Source data:

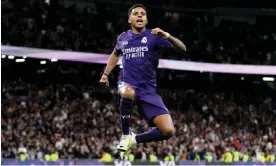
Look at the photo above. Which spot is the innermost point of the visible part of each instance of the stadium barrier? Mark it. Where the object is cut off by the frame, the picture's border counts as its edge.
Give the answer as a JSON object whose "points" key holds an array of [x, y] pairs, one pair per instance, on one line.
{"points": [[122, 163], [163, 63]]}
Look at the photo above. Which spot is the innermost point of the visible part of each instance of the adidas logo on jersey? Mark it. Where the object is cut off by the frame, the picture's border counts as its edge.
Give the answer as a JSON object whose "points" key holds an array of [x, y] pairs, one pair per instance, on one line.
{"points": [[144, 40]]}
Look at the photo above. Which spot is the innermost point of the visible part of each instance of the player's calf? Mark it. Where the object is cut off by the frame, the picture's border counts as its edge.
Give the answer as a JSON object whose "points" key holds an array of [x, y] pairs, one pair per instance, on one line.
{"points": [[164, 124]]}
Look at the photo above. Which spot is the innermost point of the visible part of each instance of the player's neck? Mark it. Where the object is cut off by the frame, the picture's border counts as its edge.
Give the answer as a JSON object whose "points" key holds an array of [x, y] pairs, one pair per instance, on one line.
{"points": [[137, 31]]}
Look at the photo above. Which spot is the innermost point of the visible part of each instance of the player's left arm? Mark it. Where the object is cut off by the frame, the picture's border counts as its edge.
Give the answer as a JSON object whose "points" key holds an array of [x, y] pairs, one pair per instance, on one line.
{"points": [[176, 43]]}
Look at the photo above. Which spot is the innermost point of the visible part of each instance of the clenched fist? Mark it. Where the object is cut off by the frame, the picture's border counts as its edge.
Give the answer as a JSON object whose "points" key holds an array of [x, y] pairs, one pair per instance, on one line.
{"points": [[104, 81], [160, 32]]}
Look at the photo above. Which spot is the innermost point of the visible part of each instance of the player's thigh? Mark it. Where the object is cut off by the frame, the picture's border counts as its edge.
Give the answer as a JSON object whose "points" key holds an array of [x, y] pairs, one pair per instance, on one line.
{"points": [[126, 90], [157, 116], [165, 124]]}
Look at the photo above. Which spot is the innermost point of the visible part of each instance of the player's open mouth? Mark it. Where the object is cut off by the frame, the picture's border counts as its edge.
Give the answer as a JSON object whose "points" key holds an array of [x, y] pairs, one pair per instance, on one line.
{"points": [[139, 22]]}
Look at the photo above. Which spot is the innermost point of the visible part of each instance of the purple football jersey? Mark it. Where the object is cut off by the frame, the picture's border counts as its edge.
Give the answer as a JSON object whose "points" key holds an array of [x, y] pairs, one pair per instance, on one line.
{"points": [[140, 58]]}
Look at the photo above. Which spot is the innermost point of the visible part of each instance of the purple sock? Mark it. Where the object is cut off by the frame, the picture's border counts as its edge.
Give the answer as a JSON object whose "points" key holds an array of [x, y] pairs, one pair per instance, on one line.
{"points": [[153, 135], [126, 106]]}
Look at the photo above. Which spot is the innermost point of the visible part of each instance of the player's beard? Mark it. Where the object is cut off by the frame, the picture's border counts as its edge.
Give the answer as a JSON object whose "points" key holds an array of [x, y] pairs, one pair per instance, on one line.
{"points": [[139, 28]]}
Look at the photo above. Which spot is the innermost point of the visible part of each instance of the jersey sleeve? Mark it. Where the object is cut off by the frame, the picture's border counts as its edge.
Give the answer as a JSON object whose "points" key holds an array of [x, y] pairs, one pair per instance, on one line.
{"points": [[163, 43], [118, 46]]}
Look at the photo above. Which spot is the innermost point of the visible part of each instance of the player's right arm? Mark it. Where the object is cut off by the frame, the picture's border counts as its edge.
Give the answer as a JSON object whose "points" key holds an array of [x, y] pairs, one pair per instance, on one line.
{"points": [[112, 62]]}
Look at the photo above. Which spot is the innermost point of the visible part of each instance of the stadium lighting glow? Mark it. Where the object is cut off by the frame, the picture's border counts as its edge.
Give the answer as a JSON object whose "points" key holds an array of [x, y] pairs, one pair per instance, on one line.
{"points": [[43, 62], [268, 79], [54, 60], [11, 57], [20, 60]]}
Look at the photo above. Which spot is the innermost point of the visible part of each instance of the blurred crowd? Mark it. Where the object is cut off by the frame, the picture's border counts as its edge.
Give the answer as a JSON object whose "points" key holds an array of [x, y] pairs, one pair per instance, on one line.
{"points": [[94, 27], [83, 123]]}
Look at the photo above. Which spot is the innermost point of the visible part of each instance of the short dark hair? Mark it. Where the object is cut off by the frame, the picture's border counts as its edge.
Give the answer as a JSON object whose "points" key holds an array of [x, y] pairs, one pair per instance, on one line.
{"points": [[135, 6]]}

> INSTRUCTION
Leave out the pictures and output every record above precisely as given.

> RESULT OF THE EXERCISE
Look at the photo above. Which spot is the innermost point of the visible part of each instance of the stadium barrier? Mark it. Where the object is cut off by the frame, the picture's border counts as its edge.
Give the answer as a JSON object whose "points" key holds an array of [x, y] pairs, one pair per instance, on one line.
{"points": [[122, 163], [163, 63]]}
Look at the photo above. Which spot is the innermost point of the visible part of each instance of the adidas logo on jersey? Mark it. Where the object is cut off by the frame, the picture's border counts as its edge.
Give the answer as a JSON object whose "points" key holds an array of [x, y] pairs, one pair per instance, on one line.
{"points": [[144, 40]]}
Look at the photo above. Which spot is the innermost point of the visible part of each instance of the player's calf? Mark it. Where the object is cut off by the frame, the picture's border counts as its edge.
Give the answer as a JSON object whose "points" key holds an array of [x, y] pairs, one pair per instance, on one line.
{"points": [[164, 124]]}
Look at the photo above. Which spot is the innermost point of the visible part of each instance of the player's neck? Mark it. Where the object is cut off by the frame, the picture's border counts as its edge.
Give the answer as a JSON object whose "points" key holds an array of [x, y] pairs, one pair per instance, on one line.
{"points": [[137, 31]]}
Look at the photo above. Which spot is the innermost point of the visible part of each instance of the player's left arm? Mark it. Where the object is cut off by the frame, the picture's border counts as its edge.
Give the answer as a JSON object whose "points" key holds an array of [x, y] pairs, one pair per instance, on one line.
{"points": [[176, 43]]}
Look at the photo above. Which spot is the innermost point of the visible part of each instance of the clenched fist? Mark it. Where the object is cut off by the frame, the picture's border counts as its edge.
Give the answer as a JSON object whose "points" key holds an array of [x, y] pairs, one pair per instance, on one line.
{"points": [[104, 81], [160, 32]]}
Look at the photo above. Which spot is the innermost point of the visible part of each instance of the player's thigh? Mark it. Where the object is cut off by the frame, the picture's border counts as its edge.
Give the answer as a JSON object whose "points" key holds an array of [x, y] pairs, one pair per instance, on one line.
{"points": [[126, 90], [157, 116], [165, 124]]}
Look at the photo above. Which spot is the innermost point of the visible part of each instance of the player's open mouth? Mark it. Where the object is cut off by the frame, the picture's border counts as its edge.
Give the answer as a JSON object whose "points" key holds an array of [x, y] pairs, one pair per instance, on one line.
{"points": [[139, 22]]}
Look at the photo above. Which spot is the innermost point of the visible part of each instance of the purple football jersey? Mark it. Where the object is cut off by the frame, the picture's border counts as its edge.
Give the answer as a JSON object whose "points" key holds an array of [x, y] pairs, one pair per instance, on one line.
{"points": [[140, 58]]}
Look at the photo above. Which spot is the innermost point of the visible part of each instance of the purple sock? Mark it. Where the object is cut off by the frame, the picture's border counts as its edge.
Give the answer as a JSON object whose "points" key holds an array of [x, y] pairs, one pair per instance, on one line.
{"points": [[153, 135], [126, 106]]}
Look at the photo above. Which spot is the innermost point of the visible part of each instance of the player's beard? Mark it. Where the object is cut off by the frame, the picture's border counts as its edge.
Give the answer as a JSON object whose "points" key holds an array of [x, y] pairs, one pair per instance, on one line.
{"points": [[139, 28]]}
Look at the photo above. Which spot is the innermost point of the visible part of each instance of the jersey sleeve? Mark it. Where the object is cut off by the frame, the picture's border counts as its edge.
Give the answer as a JSON object whose "points" key holds an array of [x, y] pairs, one pair per instance, on one line.
{"points": [[163, 43], [118, 46]]}
Look at the photo above. Which spot is the innermost point of the visible part of each instance of the player's right arm? Mark it. Where the object is cut off by the frame, the picture's border counts as its edge.
Give the answer as a JSON object whose "points" key holds an array of [x, y] pairs, one pair per instance, on one line.
{"points": [[112, 62]]}
Look at the photo above. Which spot is the innermost point of the visible part of each instance of the stadium lighting glow? Mark it. Where the object is cut off by the frame, the picture's border counts as its edge.
Give the answer as a JSON object whose "points" key holds an array of [x, y] pairs, one pair per instance, on one line.
{"points": [[43, 62], [268, 79], [54, 60], [11, 57], [20, 60]]}
Look at the photo above. Which spot is the innermost point of the visible part of each instance of the blurred crowd? Mark it. Where the object is cut off by the frame, the picture's border counts as its edge.
Give the answer as a JSON object whose "points" key holds an array of [x, y] pairs, one pair per instance, on one line.
{"points": [[94, 27], [83, 123]]}
Look at the photo above. Which spot is the innermost point of the visible part of each instance of the short dark hair? Mark it. Where the object is cut off by the frame, the picture's border counts as its edge.
Give the answer as a JSON object whose "points" key holds an array of [x, y] pairs, one pair per instance, on one line.
{"points": [[135, 6]]}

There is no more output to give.